■ **What to work on**:
Locate each line in the records below that contains the string "butterfly" and copy those lines out. Uppercase and lowercase letters count as different.

(Stored entries)
<<<<

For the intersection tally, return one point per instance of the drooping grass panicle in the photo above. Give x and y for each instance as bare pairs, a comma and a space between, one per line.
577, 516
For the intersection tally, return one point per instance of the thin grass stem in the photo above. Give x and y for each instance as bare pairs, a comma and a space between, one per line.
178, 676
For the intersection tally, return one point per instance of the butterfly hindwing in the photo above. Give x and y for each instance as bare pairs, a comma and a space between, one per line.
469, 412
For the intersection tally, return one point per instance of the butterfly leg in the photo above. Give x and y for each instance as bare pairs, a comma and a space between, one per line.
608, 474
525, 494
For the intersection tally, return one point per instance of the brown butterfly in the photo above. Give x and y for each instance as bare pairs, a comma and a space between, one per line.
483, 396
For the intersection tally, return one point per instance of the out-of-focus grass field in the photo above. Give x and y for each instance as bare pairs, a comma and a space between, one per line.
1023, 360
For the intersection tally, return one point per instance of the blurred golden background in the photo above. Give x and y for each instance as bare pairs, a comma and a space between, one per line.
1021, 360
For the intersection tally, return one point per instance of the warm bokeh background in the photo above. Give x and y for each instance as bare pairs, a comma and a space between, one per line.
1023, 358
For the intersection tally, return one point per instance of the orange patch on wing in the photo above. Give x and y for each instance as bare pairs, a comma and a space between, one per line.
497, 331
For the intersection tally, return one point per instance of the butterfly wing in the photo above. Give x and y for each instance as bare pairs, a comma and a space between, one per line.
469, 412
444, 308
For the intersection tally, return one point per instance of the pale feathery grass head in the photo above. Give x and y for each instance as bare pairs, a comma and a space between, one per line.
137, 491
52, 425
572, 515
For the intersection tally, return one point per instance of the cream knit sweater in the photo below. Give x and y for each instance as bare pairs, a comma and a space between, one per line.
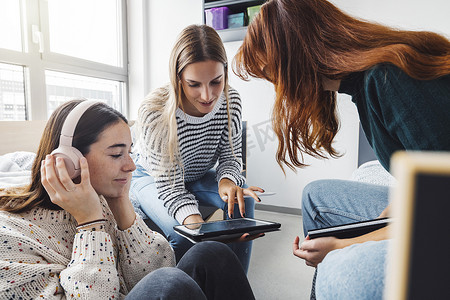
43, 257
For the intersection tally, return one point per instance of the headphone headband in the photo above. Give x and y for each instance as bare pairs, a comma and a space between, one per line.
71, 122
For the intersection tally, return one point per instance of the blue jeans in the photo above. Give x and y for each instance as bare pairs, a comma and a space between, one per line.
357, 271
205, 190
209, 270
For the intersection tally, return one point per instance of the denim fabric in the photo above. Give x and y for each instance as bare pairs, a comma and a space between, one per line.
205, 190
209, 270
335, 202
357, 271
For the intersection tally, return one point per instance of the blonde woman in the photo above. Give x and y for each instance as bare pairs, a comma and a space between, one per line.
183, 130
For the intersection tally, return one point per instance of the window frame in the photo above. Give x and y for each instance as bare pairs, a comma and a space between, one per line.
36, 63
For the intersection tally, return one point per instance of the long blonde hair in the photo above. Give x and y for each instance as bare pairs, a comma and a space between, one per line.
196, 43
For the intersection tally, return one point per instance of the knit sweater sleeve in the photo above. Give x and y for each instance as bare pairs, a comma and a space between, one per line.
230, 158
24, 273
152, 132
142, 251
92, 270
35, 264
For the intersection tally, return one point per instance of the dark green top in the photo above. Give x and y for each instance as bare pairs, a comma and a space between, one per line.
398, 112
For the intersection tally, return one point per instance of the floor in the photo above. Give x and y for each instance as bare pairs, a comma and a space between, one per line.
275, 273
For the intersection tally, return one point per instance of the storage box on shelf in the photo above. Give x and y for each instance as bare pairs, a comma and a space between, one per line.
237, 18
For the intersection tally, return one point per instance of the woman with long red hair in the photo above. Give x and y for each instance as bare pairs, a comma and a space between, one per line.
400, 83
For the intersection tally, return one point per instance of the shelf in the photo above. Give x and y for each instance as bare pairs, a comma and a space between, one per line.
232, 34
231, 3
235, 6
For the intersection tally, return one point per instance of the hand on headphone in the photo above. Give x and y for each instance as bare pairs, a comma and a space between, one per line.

>>>>
<<<<

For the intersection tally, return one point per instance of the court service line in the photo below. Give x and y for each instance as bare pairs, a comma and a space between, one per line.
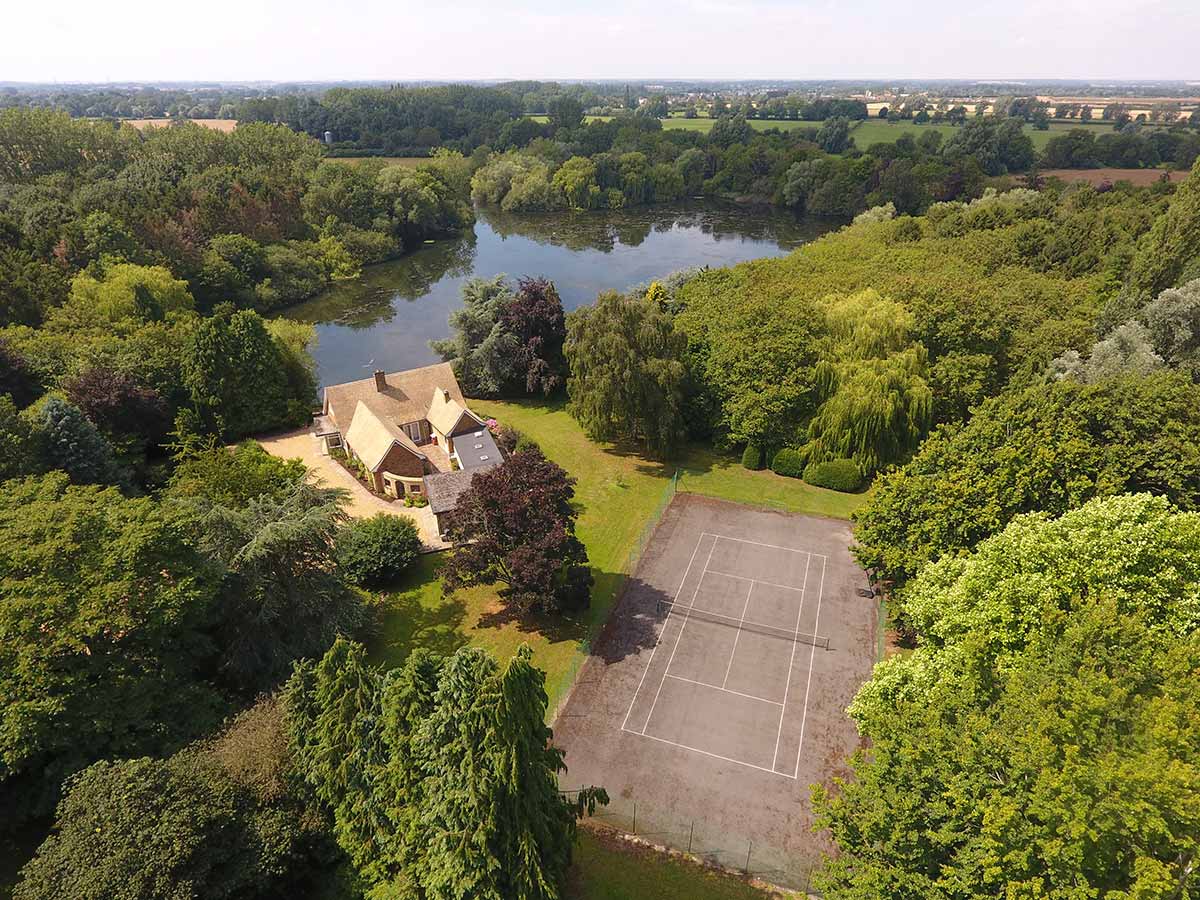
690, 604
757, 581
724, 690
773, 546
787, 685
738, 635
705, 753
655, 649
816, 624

>>>>

■ **Full output**:
For the intersection tally, return one point per instance of the butterfly hindwing in the photo above. Give x and y for each instance as bare pairs, a comma and a space between, one per line.
For the intersection tally, return one point per instance of the butterfly leg in the photo above. Give x and y for each instance as bare pairs, a comma and a space between, one per line.
For the intersection tally, return one point per instance of the brown butterfly in the photo above. Give x and y for each instance as bare pairs, a comma and a space between, one per line.
For the intersection tally, return one point per instance of the butterfly wing in the photo above. Give x and y for each instance as bare pairs, a comma and a space between, one per line.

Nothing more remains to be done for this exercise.